Tugas yang Dikerjakan:
**1.** Menurut artikel tentang gugatan DJI, pihak mana yang digugat oleh DJI?
**2.** Jelaskan alasan DJI mengajukan gugatan sebagaimana disebutkan dalam artikel tentang gugatan DJI.

Kutipan Teks:
News Teknologi

DJI tolak penunjukan perusahaan militer Tiongkok

×

DJI tolak penunjukan perusahaan militer Tiongkok

Sebarkan artikel ini



DJI, produsen drone terbesar di dunia, baru-baru ini mengajukan gugatan terhadap Departemen Pertahanan Amerika Serikat (DoD).

DJI, produsen drone terbesar di dunia, baru-baru ini mengajukan gugatan terhadap Departemen Pertahanan Amerika Serikat (DoD) karena penempatannya dalam daftar perusahaan militer Tiongkok oleh Pentagon. Dalam gugatan tersebut, DJI menyebutkan bahwa mereka tidak dimiliki atau dikendalikan oleh militer Tiongkok dan hanya menjual drone konsumen dan komersial, bukan militer.

DJI mengklaim bahwa penempatan mereka dalam daftar ini telah menyebabkan kerugian finansial dan reputasi yang signifikan, termasuk hilangnya bisnis dari pelanggan di Amerika Serikat dan internasional.

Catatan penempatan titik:
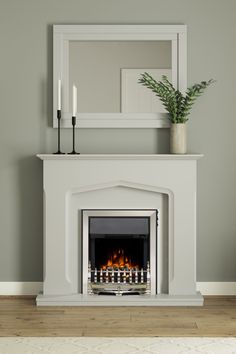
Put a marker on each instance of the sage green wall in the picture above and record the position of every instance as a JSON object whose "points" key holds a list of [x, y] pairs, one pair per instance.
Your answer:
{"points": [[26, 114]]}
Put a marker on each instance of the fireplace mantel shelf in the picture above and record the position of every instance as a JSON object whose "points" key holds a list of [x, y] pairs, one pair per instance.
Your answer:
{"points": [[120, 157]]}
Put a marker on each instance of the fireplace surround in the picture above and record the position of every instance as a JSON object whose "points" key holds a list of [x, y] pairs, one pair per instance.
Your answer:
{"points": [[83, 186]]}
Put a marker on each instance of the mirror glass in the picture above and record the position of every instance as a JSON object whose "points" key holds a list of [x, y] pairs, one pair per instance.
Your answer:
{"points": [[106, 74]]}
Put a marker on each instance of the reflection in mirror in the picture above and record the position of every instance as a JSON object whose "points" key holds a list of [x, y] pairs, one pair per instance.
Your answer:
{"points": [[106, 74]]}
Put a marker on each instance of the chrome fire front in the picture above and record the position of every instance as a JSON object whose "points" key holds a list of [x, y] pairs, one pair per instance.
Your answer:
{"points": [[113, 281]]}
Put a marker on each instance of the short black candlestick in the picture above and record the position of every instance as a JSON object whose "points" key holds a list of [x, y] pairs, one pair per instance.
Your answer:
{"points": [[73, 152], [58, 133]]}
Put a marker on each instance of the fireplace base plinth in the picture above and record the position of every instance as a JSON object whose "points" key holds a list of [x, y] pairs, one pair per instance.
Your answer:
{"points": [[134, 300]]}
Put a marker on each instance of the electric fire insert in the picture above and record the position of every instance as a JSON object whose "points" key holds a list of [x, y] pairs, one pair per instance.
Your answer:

Jawaban per Tugas:
**1.** Departemen Pertahanan Amerika Serikat (DoD).

**2.** DJI menggugat karena Pentagon menempatkannya dalam daftar perusahaan militer Tiongkok, padahal DJI menyatakan tidak dimiliki atau dikendalikan oleh militer Tiongkok dan hanya menjual drone konsumen dan komersial. DJI juga mengklaim penempatan itu menimbulkan kerugian finansial dan reputasi yang signifikan, termasuk hilangnya bisnis dari pelanggan di Amerika Serikat dan internasional.